◆ **Tasks to carry out**:
**a)** Answer these questions using the passage about the ocean:
(i) What causes the daily oscillations of tides?
(ii) How many people live near the coast between Santa Barbara and San Diego?
(iii) Which gases does the passage say are produced to support humans?
**b)** Return a section of the passage about the ocean word for word: start at the words "That got me" and stop after "a daily basis.".
**c)** What comes next in the passage about the ocean? Write the following part, starting after its final sentence.

◆ **Excerpted text**:
•••••
That got me thinking about writing this blog. The ocean lives and breathes on a daily basis just like every other organism and ecosystem on earth. It is affected by weather, climate, daily oscillations of tides caused by the sun and moon, and in Southern California by the large population of more than 21 million people living near the coast between Santa Barbara and San Diego. This is one of the largest and most intensive population centers in North America where water is consumed and discharged, fuels are burned, and carbon dioxide and other gases are produced to support we humans. We work, play, eat, sleep, poop, make haste and wastes all within a very narrow area along the coast. We benefit from the ocean and we in turn affect the ocean on a daily basis.
•••••
Items listed in a dataset:
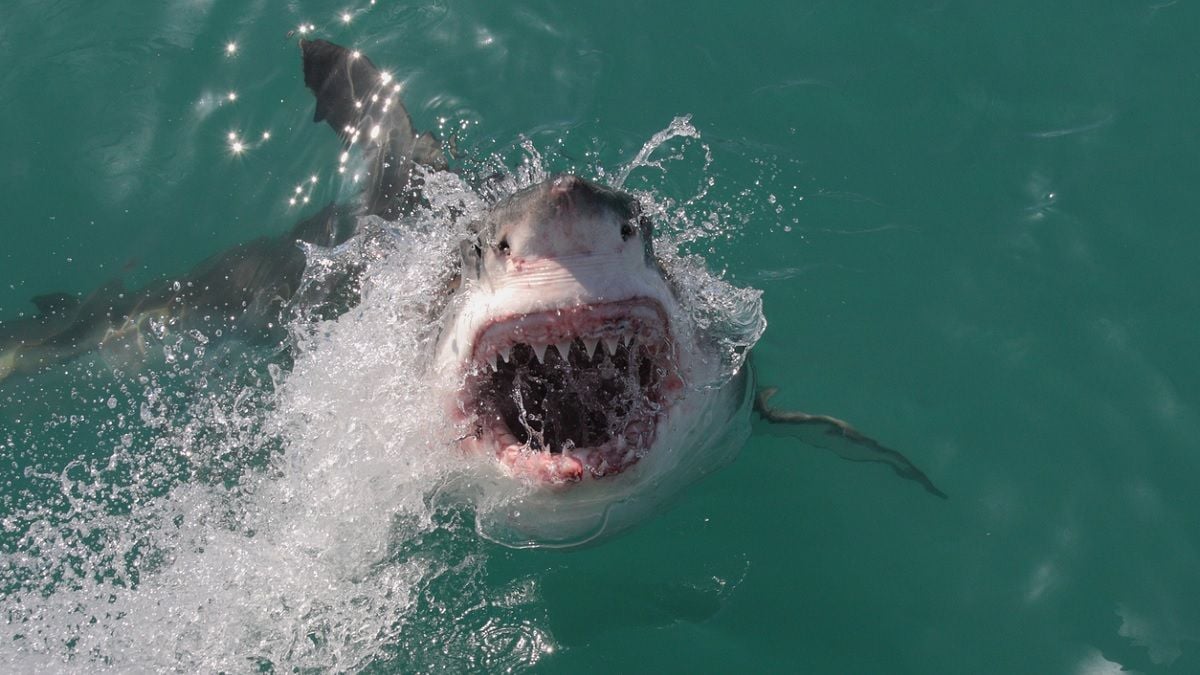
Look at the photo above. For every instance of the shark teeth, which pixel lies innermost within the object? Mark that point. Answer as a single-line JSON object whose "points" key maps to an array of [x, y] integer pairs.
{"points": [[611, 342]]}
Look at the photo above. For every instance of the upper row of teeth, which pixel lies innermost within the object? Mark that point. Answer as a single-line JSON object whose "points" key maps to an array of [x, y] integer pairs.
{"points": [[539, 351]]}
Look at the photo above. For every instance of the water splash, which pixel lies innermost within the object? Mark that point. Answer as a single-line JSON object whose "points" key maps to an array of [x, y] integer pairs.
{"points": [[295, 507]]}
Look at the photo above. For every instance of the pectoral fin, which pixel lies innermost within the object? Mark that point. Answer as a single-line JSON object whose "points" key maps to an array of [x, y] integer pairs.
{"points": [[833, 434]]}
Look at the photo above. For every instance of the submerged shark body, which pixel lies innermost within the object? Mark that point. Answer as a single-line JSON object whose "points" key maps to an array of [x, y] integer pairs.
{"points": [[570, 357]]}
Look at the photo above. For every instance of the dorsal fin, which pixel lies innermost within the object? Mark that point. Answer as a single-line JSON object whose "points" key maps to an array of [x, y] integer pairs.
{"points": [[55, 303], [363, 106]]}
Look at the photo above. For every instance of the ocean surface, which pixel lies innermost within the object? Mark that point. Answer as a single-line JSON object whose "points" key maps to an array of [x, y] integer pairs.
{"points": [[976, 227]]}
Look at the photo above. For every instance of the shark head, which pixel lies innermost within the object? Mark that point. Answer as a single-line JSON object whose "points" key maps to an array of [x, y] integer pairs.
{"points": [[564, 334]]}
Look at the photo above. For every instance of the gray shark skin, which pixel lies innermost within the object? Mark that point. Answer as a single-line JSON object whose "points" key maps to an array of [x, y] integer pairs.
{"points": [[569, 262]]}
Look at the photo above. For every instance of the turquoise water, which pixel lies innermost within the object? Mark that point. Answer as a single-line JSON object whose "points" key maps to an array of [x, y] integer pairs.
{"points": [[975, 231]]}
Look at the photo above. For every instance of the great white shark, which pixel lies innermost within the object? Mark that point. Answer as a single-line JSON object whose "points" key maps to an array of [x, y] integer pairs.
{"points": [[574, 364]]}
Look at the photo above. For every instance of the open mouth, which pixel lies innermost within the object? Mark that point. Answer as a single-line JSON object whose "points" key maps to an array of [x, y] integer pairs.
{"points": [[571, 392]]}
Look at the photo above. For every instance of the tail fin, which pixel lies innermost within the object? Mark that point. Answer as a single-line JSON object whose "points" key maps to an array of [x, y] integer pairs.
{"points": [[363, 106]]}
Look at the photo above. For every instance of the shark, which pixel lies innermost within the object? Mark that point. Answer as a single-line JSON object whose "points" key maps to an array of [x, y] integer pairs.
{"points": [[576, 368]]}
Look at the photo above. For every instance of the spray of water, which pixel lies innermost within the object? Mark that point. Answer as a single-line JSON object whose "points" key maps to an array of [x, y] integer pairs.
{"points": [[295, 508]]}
•••••
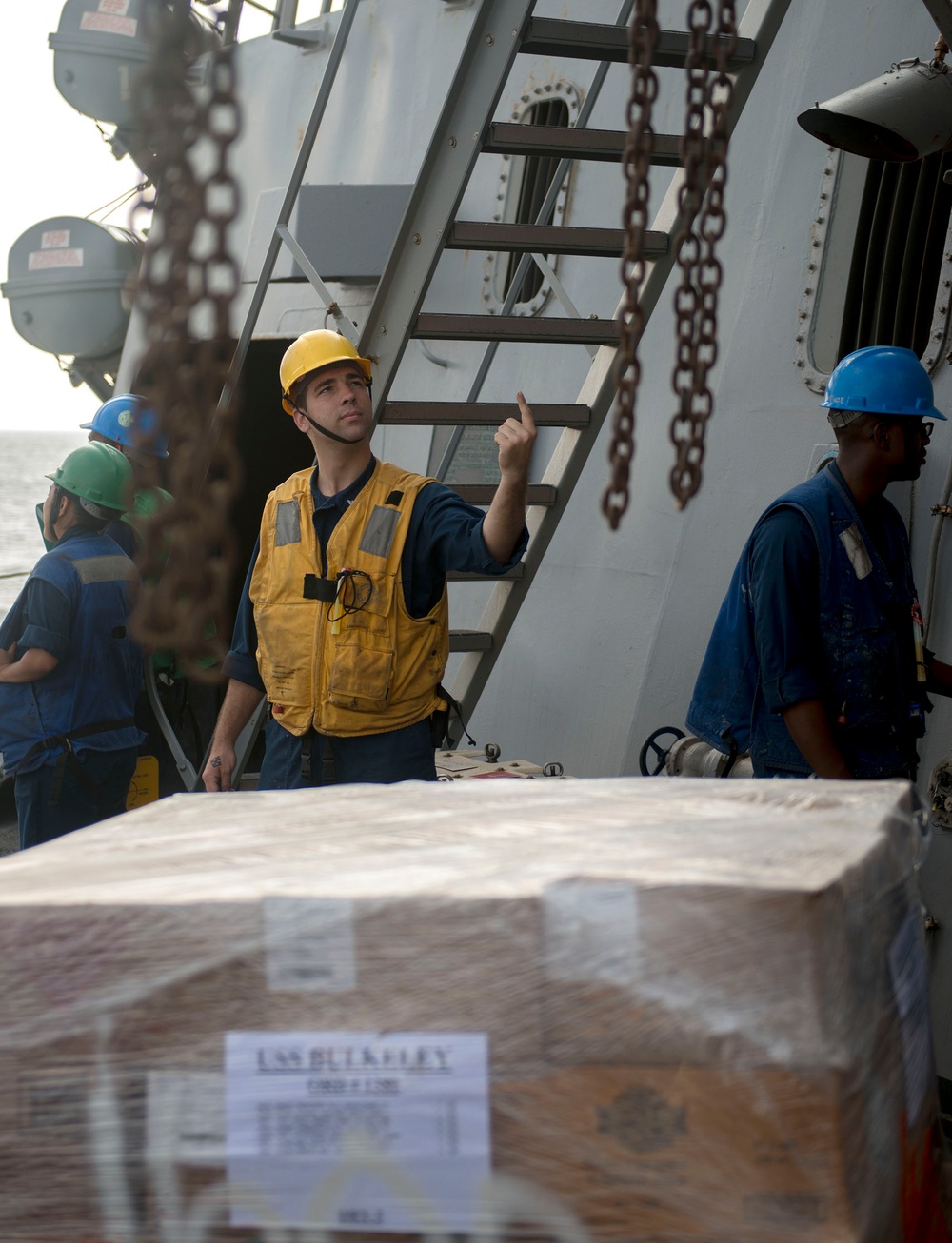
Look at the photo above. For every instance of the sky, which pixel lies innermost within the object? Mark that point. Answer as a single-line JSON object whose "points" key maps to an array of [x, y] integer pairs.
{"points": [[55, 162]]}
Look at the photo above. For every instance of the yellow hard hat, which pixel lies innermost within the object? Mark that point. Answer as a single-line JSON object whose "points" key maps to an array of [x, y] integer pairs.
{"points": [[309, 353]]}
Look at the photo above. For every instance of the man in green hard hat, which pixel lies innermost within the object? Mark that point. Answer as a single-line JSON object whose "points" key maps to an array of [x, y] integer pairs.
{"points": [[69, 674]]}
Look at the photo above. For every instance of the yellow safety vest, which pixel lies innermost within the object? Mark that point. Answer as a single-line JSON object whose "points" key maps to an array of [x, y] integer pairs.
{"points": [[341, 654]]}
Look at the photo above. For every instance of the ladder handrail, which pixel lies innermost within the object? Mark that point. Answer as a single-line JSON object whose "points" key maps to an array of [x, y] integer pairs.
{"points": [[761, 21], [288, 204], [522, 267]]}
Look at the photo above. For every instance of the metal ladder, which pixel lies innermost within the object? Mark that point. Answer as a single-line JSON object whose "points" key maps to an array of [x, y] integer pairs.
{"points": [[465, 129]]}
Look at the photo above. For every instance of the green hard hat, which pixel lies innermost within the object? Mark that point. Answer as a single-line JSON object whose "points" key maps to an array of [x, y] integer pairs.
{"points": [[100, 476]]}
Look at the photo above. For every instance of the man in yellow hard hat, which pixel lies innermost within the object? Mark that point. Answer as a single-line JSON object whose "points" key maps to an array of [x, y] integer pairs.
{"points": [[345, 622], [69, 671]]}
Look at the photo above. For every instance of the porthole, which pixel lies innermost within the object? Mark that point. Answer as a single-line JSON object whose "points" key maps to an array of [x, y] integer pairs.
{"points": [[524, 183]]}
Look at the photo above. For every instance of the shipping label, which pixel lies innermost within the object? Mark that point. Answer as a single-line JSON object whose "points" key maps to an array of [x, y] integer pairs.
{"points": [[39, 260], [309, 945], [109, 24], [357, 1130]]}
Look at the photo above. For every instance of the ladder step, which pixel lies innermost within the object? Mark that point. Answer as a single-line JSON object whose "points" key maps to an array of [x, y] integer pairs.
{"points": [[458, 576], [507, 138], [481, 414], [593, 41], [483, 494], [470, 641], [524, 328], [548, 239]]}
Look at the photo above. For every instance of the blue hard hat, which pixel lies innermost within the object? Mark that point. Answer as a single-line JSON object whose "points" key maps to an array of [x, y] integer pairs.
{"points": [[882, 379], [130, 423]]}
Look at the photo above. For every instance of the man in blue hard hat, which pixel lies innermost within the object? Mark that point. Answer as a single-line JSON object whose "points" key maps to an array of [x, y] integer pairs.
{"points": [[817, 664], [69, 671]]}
•••••
◆ **Answer set**:
**a)**
(i) The sun and moon.
(ii) More than 21 million.
(iii) Carbon dioxide and other gases.

**b)**
That got me thinking about writing this blog. The ocean lives and breathes on a daily basis just like every other organism and ecosystem on earth. It is affected by weather, climate, daily oscillations of tides caused by the sun and moon, and in Southern California by the large population of more than 21 million people living near the coast between Santa Barbara and San Diego. This is one of the largest and most intensive population centers in North America where water is consumed and discharged, fuels are burned, and carbon dioxide and other gases are produced to support we humans. We work, play, eat, sleep, poop, make haste and wastes all within a very narrow area along the coast. We benefit from the ocean and we in turn affect the ocean on a daily basis.

**c)**
We have been studying the “urban ocean” for about 25 years with the support of many agencies from various levels of government, which we will discuss in future posts. However, the USC Sea Grant Program has facilitated many of our efforts and deserves significant credit for supporting this research before it was popular with the larger national agencies. Our laboratory at the University of Southern California is also part of an ocean observing system for southern California (SCCOOS). As a result we are observing the ocean on a daily basis using satellite sensors, radars that measure surface currents, buoys that monitor the minute-by-minute changes in the ocean at specific sites, underwater robotic vehicles that map out the changes that occur under the surface, and with all that we still grab samples with buckets. A lot of this data shows up in technical documents and scientific papers that may bore many of you. So our intent this blog is to translate these observations into a diary of the life of the “urban” ocean in our backyard, providing you with a perspective on how we are interacting with our local environment
The staff and students in my lab all love to spend time and play in and on the ocean. Our desire is to convey to you our excitement and wonder of how the ocean functions, and in the process also express some concerns, ideas and realities of how we affect and are affected by the dynamic ocean.